Find the word "column" in the listing. Copy out each line where it occurs.

- **DATA PROVIDED**
%%
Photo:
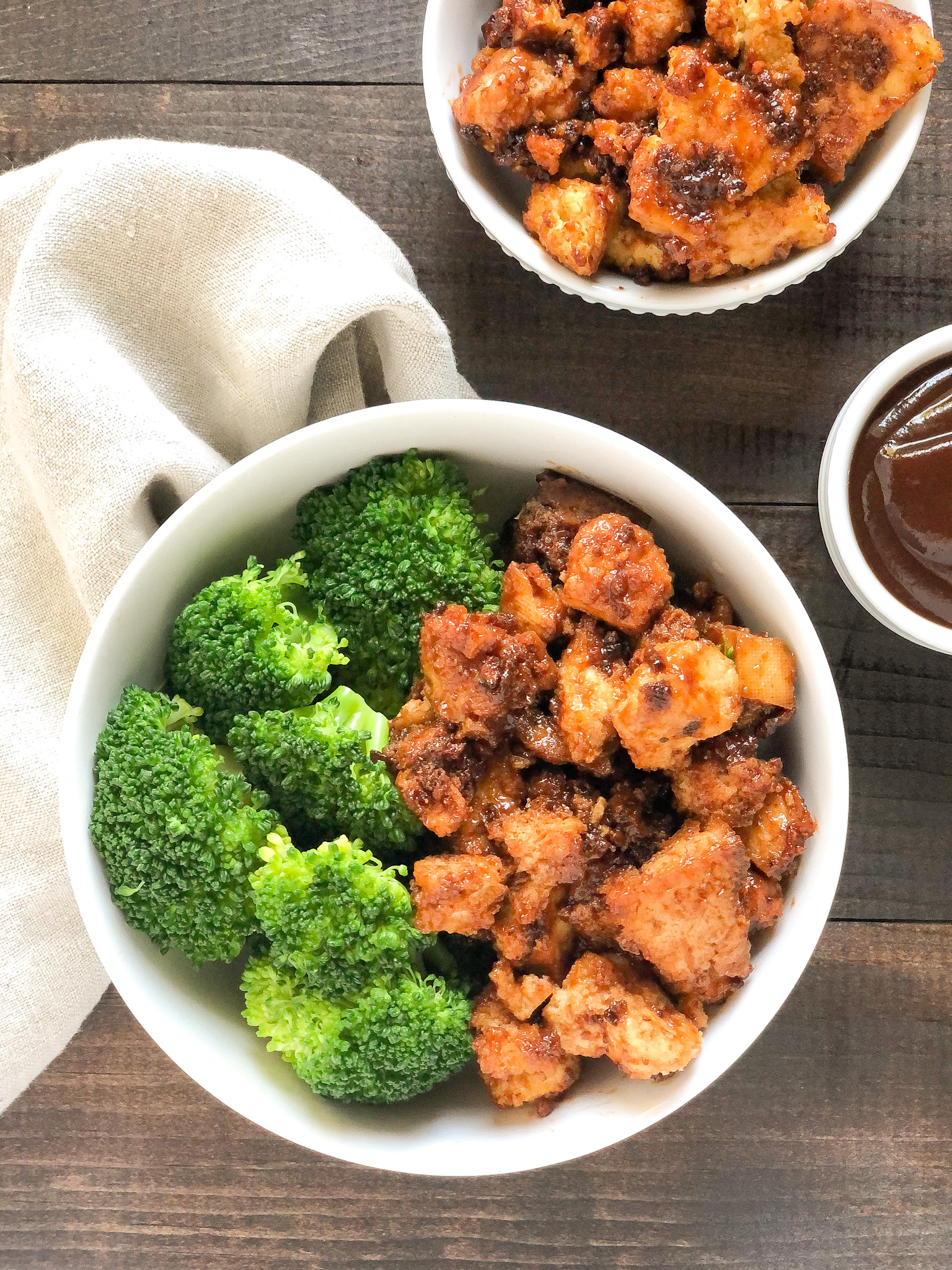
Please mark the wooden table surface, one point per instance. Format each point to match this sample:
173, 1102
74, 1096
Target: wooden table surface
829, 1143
%%
%%
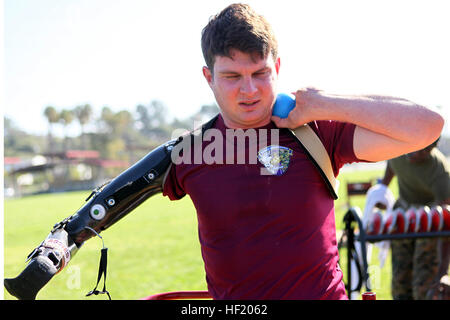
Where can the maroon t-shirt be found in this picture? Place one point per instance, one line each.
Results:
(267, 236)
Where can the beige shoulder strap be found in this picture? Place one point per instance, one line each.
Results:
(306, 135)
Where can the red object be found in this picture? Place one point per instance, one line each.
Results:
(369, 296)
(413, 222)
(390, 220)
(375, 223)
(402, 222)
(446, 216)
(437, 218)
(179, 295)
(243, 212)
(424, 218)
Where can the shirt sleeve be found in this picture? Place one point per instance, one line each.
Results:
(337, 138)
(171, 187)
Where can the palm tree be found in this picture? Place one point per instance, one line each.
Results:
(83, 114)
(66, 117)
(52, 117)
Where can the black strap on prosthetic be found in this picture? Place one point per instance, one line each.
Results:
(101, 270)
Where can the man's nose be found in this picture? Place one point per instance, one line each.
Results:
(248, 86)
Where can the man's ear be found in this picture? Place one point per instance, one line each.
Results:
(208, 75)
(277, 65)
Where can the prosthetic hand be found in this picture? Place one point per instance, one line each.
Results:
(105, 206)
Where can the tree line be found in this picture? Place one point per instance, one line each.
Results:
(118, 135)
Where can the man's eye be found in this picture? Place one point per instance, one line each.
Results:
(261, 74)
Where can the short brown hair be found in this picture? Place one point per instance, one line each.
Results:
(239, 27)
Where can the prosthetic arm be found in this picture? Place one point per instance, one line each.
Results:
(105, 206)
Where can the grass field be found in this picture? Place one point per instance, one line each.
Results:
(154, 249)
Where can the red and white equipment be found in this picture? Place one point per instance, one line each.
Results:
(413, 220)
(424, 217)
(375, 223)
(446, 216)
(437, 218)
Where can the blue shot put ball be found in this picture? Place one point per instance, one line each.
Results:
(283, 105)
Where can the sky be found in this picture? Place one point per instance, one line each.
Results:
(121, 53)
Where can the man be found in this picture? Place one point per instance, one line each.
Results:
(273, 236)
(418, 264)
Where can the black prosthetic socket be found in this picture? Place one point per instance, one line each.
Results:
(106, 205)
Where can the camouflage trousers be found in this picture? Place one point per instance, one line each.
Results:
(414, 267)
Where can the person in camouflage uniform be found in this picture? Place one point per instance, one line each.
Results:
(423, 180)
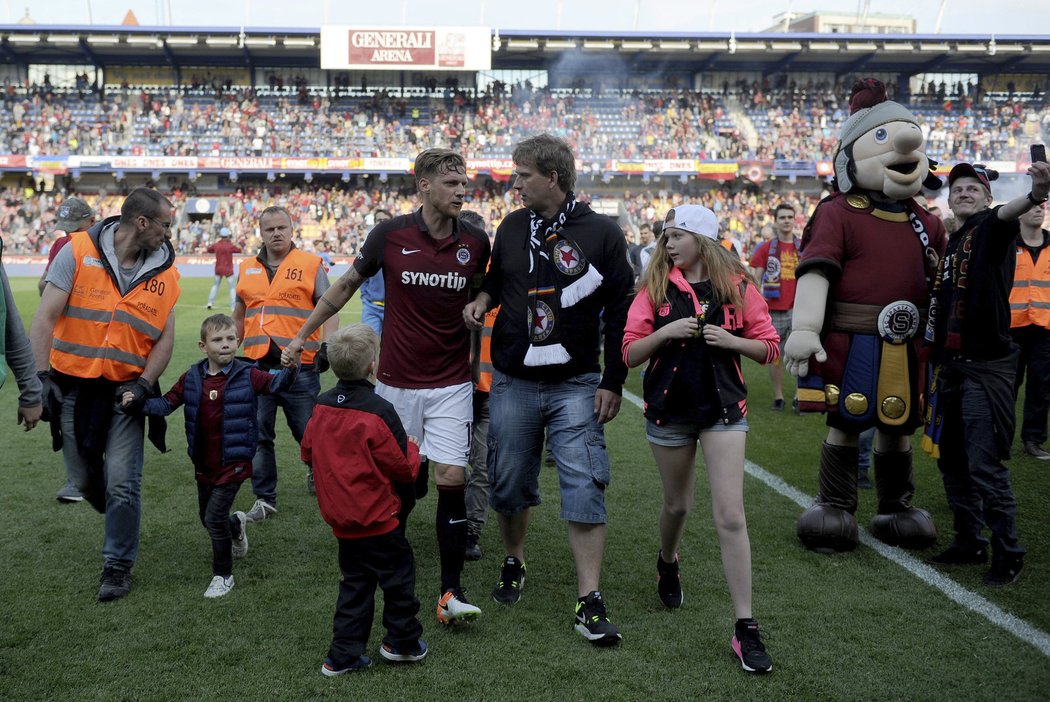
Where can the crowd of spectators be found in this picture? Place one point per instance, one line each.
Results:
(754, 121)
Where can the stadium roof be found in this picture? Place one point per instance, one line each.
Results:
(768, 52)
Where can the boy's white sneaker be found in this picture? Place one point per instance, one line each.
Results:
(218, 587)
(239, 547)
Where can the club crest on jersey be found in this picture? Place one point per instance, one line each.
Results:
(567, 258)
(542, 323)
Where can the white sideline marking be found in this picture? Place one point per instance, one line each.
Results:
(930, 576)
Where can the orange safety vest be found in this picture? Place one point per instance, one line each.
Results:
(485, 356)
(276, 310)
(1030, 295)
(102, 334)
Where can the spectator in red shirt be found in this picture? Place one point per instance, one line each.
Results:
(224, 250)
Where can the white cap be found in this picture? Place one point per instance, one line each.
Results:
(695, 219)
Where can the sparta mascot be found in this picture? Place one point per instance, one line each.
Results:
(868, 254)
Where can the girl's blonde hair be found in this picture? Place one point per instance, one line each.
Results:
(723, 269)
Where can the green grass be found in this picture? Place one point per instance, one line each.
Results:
%%
%%
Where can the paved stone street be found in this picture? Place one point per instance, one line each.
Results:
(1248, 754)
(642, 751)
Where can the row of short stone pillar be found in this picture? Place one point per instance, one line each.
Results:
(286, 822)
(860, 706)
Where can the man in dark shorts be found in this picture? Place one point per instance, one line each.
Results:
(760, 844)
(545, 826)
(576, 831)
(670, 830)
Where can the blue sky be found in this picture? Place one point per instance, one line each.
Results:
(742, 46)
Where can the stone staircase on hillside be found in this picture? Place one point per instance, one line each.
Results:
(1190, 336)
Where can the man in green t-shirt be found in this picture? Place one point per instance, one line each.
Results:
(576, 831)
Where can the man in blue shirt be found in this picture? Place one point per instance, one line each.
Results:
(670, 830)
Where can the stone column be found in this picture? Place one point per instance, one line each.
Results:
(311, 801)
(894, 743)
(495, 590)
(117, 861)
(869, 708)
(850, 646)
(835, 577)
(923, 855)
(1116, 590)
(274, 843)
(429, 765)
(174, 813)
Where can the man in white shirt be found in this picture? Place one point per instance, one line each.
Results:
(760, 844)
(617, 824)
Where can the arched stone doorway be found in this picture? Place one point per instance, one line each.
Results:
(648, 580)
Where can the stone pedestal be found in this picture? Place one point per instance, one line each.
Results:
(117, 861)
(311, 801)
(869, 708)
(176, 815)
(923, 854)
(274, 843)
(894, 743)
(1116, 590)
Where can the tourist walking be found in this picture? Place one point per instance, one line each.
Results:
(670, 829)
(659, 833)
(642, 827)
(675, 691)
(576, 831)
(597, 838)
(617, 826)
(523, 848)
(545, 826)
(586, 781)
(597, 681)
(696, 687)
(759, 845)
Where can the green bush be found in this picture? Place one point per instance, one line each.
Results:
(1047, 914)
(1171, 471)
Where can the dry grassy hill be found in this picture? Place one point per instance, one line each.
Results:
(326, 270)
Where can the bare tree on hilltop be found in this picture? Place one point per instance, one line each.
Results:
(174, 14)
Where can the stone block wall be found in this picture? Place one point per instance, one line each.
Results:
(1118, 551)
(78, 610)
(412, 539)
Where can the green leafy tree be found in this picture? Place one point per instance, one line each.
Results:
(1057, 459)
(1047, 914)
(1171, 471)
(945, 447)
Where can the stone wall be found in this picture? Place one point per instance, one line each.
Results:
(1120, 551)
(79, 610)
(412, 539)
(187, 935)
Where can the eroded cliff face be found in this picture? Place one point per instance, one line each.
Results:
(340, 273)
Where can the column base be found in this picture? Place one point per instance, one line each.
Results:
%%
- **SOLUTION FOR THIS EXERCISE**
Where can the stone column be found in this picture? Place one point per instance, one line each.
Where can the column base be found in this picture? Place one point per instance, one line each.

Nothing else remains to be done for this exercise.